• 参照記事:
2014年10月9日木曜日

Tooth Projectのプレゼンテーション

今週の火曜日にTooth Projectと呼ばれる、抜去歯牙を根管形成して根管充填まで行ない、なぜ自分がその術式、その根充方法、その結果になったのかを発表してdiscussionするという日本人の私には最もタフなセッションがあった。


例えば抜去歯牙なので、作業長はこのセッションでは議論してもあまり生産性が無いが、作業幅径は議論に値する。なぜその号数まで拡大したか?と言う質問はたいてい拡大不足/過剰という認識から来るものであるので、自分の中にある考えを皆に伝えないといけない。伝えないと一斉にwhy? how?と言う質問が来て母国語が英語のレジデントでも答えに窮してしまう。

• 提供項目:

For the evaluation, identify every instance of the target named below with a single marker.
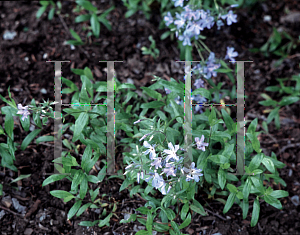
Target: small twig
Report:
(68, 32)
(289, 146)
(11, 211)
(219, 216)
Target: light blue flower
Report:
(192, 172)
(230, 17)
(180, 20)
(169, 170)
(150, 150)
(194, 27)
(200, 143)
(163, 189)
(178, 3)
(23, 110)
(186, 38)
(157, 163)
(230, 54)
(199, 83)
(168, 19)
(157, 181)
(172, 152)
(220, 24)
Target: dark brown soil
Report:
(24, 69)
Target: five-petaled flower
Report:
(230, 54)
(192, 173)
(171, 153)
(200, 143)
(150, 150)
(23, 110)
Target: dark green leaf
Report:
(29, 138)
(255, 213)
(52, 179)
(95, 25)
(229, 202)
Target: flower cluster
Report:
(190, 23)
(23, 111)
(169, 163)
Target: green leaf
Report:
(51, 13)
(44, 139)
(268, 103)
(83, 208)
(29, 138)
(88, 223)
(203, 92)
(149, 221)
(252, 126)
(165, 35)
(258, 184)
(87, 5)
(254, 141)
(78, 177)
(80, 124)
(74, 209)
(229, 202)
(273, 201)
(175, 227)
(186, 222)
(62, 194)
(198, 208)
(102, 173)
(232, 188)
(184, 210)
(255, 212)
(82, 18)
(130, 13)
(272, 88)
(83, 187)
(272, 114)
(125, 184)
(40, 11)
(269, 165)
(279, 194)
(105, 221)
(245, 208)
(221, 178)
(255, 162)
(75, 35)
(20, 178)
(9, 121)
(86, 158)
(153, 94)
(88, 73)
(95, 25)
(142, 232)
(246, 189)
(288, 100)
(153, 105)
(228, 121)
(176, 112)
(52, 179)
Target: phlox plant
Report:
(158, 159)
(155, 160)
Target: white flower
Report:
(172, 153)
(150, 149)
(200, 143)
(23, 110)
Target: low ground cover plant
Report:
(156, 156)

• 理解度チェック:
A: Tooth Projectの記事から、「例えば抜去歯牙なので、作業長」から「ントでも答えに窮してしまう。」までの部分を、両端を含めて一字一句違えずに書き写してください。
B: Tooth Projectの記事でアルファベットで書かれている語句を、重複を除いてすべて挙げてください。
C: Tooth Projectの記事の最後の文に続けて、その先を書き進めてください。

• 課題の解答:
A:
例えば抜去歯牙なので、作業長はこのセッションでは議論してもあまり生産性が無いが、作業幅径は議論に値する。なぜその号数まで拡大したか?と言う質問はたいてい拡大不足/過剰という認識から来るものであるので、自分の中にある考えを皆に伝えないといけない。伝えないと一斉にwhy? how?と言う質問が来て母国語が英語のレジデントでも答えに窮してしまう。

B: Tooth Project、discussion、why?、how?

C:
兎に角、教授や上級生から質問攻めにされるという1時間半を過ごさないといけないのは嫌なので先に自分で答えられるように自分の意思決定の根拠や処置の判断の正当性、ミスの原因を自分であらかじめ用意しておく。




しっかり準備して対応したため、私は殆ど質問攻めに合う事は無かった。作業長が何本か変わってしまっていると言う事以外には。

ただ、これは自分のいい訳になってしまうが、ここではラバーダムの周りを塞ぐコーキング材が使用できない。なのでヒポクロが口腔内にどうしても垂れてしまう。これを今まで何度もここで経験して患者さんに嫌な思いをさせてしまっている。するとどうしても洗浄がおろそかになってしまい、デブリが詰まりやすくなり、Patency Fileもあまりしたくない私は、作業長が短くなってしまっているという現象が起きている。また最近のシークエンスの変更等もありちょっとしたアンダーのスランプに陥っている。
自分の症例を教授とdiscussionするが、最近はいつも、アンダーだろ、とか、拡大し過ぎ(と私は思わないのでこれに関しては反論をいつもしているが)じゃないかとアドバイスを受ける。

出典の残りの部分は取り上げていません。